— RECORD EXCERPTS —
********************

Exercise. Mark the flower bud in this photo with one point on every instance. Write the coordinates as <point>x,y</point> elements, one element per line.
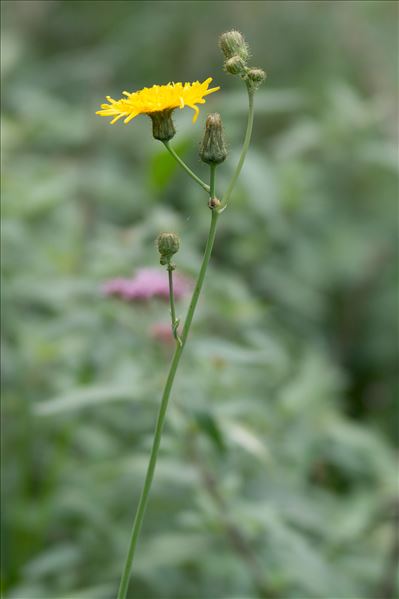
<point>213,149</point>
<point>256,77</point>
<point>162,125</point>
<point>167,244</point>
<point>232,43</point>
<point>235,65</point>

********************

— TASK REQUIREMENTS —
Any images must be left out; transcribe the rest of the material exactly.

— RESULT OF THE EXERCISE —
Exercise. Mark the flower bud in this photo with one point on every instance. Write the coordinates as <point>x,y</point> elements, one element per line.
<point>213,149</point>
<point>256,77</point>
<point>162,125</point>
<point>167,244</point>
<point>232,43</point>
<point>235,65</point>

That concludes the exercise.